» **Extrait cité**

──────────────────────────────

Voyance : le marché des vampires

Le pétrole voit son prix augmenter, remplissant au passage les caisses des Etats, les franchises fleurissent comme des marguerites au printemps et le porte-monnaie des Français fond comme banquise au soleil.

Que faire? Se demande la ménagère de tous âges. Que faire pour la retraite minable de mes parents? Que faire contre le chômage qui ronge mon mari? Que faire contre ces stages qui ne nourrissent pas mes gosses? Pas grand-chose. Quoique, voyons… Et bien oui, justement, voyez!

Il n’est pas question ici de suivre les préceptes de ces richissimes prédicateurs qui voient Dieu partout et surtout dans leur portefeuille d’actions. Moi, je vous parle de voyance ma bonne dame. Et encore, pas de la vraie voyance, celle qui vous vient par hasard, un jour de grand dévouement. Je vous parle de la voyance spectacle, celle qui rapporte. Celle des petits malins qui n’ont pas plus de dons qu’un cul de jatte n’a d’orteils.

──────────────────────────────

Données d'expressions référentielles
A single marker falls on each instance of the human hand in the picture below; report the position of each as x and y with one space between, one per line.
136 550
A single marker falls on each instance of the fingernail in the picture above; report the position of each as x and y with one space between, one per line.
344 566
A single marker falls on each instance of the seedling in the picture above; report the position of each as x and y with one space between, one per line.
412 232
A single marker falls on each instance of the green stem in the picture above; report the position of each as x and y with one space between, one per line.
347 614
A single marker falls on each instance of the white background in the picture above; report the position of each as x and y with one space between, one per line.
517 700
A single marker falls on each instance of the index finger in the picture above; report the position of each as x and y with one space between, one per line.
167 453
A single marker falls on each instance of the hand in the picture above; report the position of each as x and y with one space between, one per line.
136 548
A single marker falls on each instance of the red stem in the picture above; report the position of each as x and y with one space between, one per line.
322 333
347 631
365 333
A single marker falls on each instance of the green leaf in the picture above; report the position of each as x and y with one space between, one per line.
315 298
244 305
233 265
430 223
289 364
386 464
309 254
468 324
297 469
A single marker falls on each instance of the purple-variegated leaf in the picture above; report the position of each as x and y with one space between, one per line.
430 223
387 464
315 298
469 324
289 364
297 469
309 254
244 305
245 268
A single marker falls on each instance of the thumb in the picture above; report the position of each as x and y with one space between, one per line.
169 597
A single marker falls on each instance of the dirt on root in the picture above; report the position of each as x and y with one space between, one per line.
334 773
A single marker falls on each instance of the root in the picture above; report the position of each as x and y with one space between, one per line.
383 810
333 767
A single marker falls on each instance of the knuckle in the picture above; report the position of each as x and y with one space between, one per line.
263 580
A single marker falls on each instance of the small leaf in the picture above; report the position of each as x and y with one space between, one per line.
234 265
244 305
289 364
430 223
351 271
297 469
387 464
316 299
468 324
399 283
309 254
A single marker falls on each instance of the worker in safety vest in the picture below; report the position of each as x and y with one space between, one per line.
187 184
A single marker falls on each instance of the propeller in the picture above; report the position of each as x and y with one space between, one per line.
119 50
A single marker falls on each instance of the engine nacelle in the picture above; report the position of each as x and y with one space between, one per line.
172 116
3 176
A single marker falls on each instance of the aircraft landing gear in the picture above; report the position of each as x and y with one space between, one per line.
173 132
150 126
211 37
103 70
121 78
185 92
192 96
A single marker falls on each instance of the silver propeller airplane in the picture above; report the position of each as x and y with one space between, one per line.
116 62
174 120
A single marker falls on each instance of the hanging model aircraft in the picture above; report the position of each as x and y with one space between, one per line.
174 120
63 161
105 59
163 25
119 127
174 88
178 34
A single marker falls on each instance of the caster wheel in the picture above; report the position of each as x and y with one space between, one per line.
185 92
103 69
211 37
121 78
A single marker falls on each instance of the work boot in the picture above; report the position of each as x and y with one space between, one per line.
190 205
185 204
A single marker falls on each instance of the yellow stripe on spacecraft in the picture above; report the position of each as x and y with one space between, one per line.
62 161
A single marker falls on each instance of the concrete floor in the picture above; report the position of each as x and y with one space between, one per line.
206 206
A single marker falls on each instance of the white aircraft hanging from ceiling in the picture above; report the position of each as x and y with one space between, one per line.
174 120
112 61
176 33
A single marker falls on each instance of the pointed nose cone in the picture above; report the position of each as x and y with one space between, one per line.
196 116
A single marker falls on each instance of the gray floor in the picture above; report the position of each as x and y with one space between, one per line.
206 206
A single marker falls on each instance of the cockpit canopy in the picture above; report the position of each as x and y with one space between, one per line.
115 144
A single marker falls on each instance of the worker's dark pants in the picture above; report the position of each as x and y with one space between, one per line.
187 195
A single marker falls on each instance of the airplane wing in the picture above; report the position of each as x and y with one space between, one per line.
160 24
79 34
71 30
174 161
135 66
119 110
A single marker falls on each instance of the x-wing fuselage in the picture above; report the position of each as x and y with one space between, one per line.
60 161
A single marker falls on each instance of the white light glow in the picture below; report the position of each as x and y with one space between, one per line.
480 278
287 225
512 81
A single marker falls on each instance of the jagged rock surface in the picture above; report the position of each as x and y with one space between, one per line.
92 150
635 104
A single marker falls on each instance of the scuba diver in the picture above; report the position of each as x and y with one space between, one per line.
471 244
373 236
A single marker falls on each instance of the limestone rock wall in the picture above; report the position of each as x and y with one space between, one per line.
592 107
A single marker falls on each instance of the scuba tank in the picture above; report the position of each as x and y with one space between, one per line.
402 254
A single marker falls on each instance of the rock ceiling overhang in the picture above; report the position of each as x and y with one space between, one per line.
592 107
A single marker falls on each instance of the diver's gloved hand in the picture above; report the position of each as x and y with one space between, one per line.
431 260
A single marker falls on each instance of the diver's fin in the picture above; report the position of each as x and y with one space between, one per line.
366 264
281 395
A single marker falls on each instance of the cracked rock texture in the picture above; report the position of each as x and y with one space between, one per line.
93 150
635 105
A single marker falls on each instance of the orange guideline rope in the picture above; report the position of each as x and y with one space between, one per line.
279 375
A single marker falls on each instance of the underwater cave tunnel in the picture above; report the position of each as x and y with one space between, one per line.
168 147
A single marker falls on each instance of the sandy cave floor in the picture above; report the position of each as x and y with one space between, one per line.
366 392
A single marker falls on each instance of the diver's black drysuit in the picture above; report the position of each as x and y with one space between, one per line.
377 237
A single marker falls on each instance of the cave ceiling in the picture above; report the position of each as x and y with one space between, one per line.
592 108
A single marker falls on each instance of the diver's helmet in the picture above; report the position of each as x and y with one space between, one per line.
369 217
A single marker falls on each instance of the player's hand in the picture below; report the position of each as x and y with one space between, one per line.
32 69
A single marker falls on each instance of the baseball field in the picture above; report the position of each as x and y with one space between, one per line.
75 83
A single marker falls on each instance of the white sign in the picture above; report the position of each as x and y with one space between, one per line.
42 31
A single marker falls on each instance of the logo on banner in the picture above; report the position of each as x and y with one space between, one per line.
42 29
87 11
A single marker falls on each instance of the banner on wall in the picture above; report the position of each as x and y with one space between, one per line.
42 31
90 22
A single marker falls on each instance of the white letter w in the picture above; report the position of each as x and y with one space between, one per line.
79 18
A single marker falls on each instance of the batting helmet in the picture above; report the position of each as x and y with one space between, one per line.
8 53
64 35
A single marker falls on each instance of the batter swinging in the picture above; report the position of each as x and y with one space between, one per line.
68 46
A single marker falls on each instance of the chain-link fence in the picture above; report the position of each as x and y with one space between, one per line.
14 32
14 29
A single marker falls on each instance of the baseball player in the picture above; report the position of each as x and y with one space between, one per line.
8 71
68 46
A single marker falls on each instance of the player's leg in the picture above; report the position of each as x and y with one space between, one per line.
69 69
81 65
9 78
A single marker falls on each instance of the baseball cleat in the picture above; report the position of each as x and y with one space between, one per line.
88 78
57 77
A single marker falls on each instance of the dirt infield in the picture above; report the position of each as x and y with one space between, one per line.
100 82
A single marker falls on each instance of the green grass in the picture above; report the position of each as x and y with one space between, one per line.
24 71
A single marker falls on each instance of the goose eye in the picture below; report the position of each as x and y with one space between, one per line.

──────────────────────────────

» **Consigne**
Recopiez intégralement l'extrait sur le marché de la voyance, sans y changer un seul mot ni signe.

» **Résultat de l'exercice**
Voyance : le marché des vampires

Le pétrole voit son prix augmenter, remplissant au passage les caisses des Etats, les franchises fleurissent comme des marguerites au printemps et le porte-monnaie des Français fond comme banquise au soleil.

Que faire? Se demande la ménagère de tous âges. Que faire pour la retraite minable de mes parents? Que faire contre le chômage qui ronge mon mari? Que faire contre ces stages qui ne nourrissent pas mes gosses? Pas grand-chose. Quoique, voyons… Et bien oui, justement, voyez!

Il n’est pas question ici de suivre les préceptes de ces richissimes prédicateurs qui voient Dieu partout et surtout dans leur portefeuille d’actions. Moi, je vous parle de voyance ma bonne dame. Et encore, pas de la vraie voyance, celle qui vous vient par hasard, un jour de grand dévouement. Je vous parle de la voyance spectacle, celle qui rapporte. Celle des petits malins qui n’ont pas plus de dons qu’un cul de jatte n’a d’orteils.